- [SHORT EXERCISE 1] Which email addresses appear in the From, To and Cc lines of the fetch-pack discussion message?

- [SOURCE TEXT]
▼

All of lore.kernel.org
 help / color / mirror / Atom feed
From: Augie Fackler <augie@google.com>
To: Johannes Sixt <j6t@kdbg.org>
Cc: git@vger.kernel.org, Stefan Beller <sbeller@google.com>,
	Junio C Hamano <gitster@pobox.com>
Subject: Re: [PATCH v2] fetch-pack: optionally save packs to disk
Date: Fri, 12 Jun 2015 12:54:24 -0400	[thread overview]
Message-ID: <CAHcr6HZsevG+RyRb3+hghgeRhMY7kmcRZBwt1D8JWn0RfSuHSQ@mail.gmail.com> (raw)
In-Reply-To: <557A7ABA.2000404@kdbg.org>

On Fri, Jun 12, 2015 at 2:22 AM, Johannes Sixt <j6t@kdbg.org> wrote:
>
> Am 11.06.2015 um 20:59 schrieb Augie Fackler:
>>
>> When developing server software, it's often helpful to save a
>> potentially-bogus pack for later analysis. This makes that trivial,
>> instead of painful.
>
>
> When you develop server software, shouldn't you test drive the server via
the bare metal protocol anyway? That *is* painful, but unavoidable because
you must harden the server against any garbage that a potentially malicous
client could throw at it. Restricting yourself to a well-behaved client
such as fetch-pack is only half the deal.


We do that too, but sometimes I've encountered an edge case that's
trivially reproduced from an existing repo, and going through the work to
manually drive the server is a monumental pain in the butt, and all I
*really* need is to see the bytes sent from the server to the client. If it
weren't for SSL-everywhere, I'd probably just do this with wireshark, but
that's not the world I live in.

▲

- [DATA SECTION]
▼

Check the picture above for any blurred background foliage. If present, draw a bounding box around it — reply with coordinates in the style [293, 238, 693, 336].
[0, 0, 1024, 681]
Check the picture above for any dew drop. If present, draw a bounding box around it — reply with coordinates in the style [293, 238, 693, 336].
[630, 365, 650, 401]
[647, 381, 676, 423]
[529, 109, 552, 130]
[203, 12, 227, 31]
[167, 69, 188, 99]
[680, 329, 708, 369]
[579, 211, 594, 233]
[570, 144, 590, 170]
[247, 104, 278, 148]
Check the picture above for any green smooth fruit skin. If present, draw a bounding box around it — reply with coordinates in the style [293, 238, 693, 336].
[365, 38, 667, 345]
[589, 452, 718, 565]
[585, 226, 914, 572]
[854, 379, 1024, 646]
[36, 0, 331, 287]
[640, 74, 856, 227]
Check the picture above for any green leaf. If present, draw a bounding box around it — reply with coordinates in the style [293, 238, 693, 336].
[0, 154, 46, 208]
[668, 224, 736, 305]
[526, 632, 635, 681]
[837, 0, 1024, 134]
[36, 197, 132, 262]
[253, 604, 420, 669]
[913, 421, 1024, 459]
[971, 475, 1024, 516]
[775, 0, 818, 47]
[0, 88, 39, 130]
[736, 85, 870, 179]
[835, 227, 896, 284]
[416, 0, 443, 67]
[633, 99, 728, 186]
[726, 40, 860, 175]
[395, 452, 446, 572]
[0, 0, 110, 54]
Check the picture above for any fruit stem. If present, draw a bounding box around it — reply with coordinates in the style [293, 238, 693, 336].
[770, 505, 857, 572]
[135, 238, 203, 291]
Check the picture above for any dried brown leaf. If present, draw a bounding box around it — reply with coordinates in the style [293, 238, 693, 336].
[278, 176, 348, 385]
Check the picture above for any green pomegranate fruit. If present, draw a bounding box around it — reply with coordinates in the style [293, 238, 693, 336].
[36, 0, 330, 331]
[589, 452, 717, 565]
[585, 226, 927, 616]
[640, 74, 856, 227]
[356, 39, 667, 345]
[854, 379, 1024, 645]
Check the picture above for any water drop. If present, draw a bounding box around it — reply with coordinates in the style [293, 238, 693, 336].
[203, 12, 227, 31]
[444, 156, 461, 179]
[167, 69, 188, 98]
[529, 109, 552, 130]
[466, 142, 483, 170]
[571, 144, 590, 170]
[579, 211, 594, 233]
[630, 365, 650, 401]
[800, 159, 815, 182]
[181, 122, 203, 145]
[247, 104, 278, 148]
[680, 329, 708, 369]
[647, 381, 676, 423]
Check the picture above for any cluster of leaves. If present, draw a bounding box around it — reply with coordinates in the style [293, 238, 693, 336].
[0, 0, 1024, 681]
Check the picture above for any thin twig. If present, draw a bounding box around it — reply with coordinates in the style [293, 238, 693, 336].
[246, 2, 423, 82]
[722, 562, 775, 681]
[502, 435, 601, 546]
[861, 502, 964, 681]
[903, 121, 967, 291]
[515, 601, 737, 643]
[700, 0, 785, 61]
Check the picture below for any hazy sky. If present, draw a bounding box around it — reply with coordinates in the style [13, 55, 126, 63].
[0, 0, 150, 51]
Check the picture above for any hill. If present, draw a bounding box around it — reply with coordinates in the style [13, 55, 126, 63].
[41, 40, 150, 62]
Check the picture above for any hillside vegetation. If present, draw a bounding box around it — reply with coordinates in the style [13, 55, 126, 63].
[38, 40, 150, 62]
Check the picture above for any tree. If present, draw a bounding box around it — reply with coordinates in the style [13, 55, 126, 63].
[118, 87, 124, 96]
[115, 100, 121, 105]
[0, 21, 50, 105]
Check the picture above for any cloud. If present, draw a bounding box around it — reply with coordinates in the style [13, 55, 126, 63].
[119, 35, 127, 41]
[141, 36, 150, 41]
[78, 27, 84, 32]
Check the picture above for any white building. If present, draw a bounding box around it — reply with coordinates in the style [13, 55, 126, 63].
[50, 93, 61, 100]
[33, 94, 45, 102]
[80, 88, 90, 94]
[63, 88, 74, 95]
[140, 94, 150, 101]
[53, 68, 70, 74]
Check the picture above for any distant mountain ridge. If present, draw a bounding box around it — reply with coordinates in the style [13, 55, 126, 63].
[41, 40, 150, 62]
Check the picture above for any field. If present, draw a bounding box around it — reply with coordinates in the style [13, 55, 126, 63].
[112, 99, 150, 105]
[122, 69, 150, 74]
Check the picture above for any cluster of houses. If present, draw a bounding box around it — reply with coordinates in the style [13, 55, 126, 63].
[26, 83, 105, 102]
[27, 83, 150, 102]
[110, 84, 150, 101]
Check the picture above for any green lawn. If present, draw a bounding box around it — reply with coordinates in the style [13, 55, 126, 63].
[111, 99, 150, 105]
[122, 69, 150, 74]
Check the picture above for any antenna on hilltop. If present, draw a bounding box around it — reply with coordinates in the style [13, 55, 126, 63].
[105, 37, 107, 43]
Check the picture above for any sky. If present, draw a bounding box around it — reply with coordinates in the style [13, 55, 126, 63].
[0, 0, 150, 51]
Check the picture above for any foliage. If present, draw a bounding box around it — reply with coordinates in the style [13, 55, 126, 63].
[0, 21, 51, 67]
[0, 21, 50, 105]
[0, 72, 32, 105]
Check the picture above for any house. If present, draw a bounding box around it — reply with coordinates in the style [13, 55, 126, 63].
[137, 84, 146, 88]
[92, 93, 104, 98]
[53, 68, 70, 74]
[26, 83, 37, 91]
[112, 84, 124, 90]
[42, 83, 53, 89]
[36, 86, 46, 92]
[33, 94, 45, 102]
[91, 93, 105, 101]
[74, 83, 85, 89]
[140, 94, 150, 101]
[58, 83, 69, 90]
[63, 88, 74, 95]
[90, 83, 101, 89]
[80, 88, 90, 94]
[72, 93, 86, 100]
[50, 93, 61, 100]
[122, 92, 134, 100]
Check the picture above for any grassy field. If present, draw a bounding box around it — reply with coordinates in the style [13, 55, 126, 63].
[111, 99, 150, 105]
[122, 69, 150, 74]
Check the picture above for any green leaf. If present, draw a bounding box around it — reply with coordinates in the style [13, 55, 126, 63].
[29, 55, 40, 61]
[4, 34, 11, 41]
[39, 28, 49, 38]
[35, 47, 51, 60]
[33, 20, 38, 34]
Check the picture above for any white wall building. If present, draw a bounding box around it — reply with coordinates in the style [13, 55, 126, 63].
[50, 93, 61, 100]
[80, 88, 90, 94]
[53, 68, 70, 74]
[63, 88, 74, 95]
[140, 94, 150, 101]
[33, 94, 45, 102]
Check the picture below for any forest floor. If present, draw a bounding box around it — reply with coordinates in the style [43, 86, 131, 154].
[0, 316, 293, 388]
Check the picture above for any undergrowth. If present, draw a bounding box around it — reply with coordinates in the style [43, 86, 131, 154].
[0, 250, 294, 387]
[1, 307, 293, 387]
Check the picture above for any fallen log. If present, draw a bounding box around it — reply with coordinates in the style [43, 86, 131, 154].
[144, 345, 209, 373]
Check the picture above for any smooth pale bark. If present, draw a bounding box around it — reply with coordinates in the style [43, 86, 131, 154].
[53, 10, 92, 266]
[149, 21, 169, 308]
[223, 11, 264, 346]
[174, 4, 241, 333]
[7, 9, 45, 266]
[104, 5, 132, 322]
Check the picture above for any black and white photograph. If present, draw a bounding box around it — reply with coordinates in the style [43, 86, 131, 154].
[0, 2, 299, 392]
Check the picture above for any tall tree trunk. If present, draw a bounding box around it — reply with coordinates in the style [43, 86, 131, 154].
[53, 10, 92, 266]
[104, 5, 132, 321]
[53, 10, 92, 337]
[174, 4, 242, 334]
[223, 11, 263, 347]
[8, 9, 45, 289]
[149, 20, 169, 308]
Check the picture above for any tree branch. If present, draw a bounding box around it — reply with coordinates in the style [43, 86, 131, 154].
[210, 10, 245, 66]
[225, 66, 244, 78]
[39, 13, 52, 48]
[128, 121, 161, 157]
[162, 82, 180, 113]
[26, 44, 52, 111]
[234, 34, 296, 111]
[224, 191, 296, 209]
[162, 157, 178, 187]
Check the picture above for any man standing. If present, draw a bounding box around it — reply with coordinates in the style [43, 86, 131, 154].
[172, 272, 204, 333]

▲

- [SHORT EXERCISE 2] Rewrite the records from the line with "Check the picture above for any cluster of leaves." to the line with "[78, 27, 84, 32]", requests included. Multiply every bounding-box coordinate in the answers by 1.55 and round each to a whole number, with halves rounded up.

- [FINAL RESULT 1]
augie@google.com
j6t@kdbg.org
git@vger.kernel.org
sbeller@google.com
gitster@pobox.com

- [FINAL RESULT 2]
Check the picture above for any cluster of leaves. If present, draw a bounding box around it — reply with coordinates in the style [293, 238, 693, 336].
[0, 0, 1587, 1056]
Check the picture above for any thin twig. If present, draw a bounding box around it — reply with coordinates in the style [293, 238, 693, 336].
[381, 3, 656, 127]
[1119, 871, 1201, 1056]
[778, 674, 932, 846]
[1335, 778, 1494, 1056]
[1400, 188, 1499, 451]
[798, 932, 1142, 997]
[1085, 0, 1217, 95]
Check the picture below for any hazy sky. If present, draw a bounding box around it — reply with coordinates in the style [13, 55, 126, 63].
[0, 0, 233, 79]
Check the picture above for any hill. If present, draw a bounding box around it — reply with coordinates in the style [13, 55, 126, 63].
[64, 62, 233, 96]
Check the picture above for any hillside vegetation. If present, draw a bounding box around it — reply with coordinates in the style [13, 55, 126, 63].
[59, 62, 233, 96]
Check the picture above for any tree. If present, draw a bounding box around it — reply with coordinates in the style [13, 55, 126, 63].
[183, 135, 192, 149]
[178, 155, 188, 163]
[0, 33, 78, 163]
Check the picture above for any cloud. If present, draw a bounding box around it — reply with coordinates in the style [13, 55, 126, 63].
[184, 54, 197, 64]
[219, 56, 233, 64]
[121, 42, 130, 50]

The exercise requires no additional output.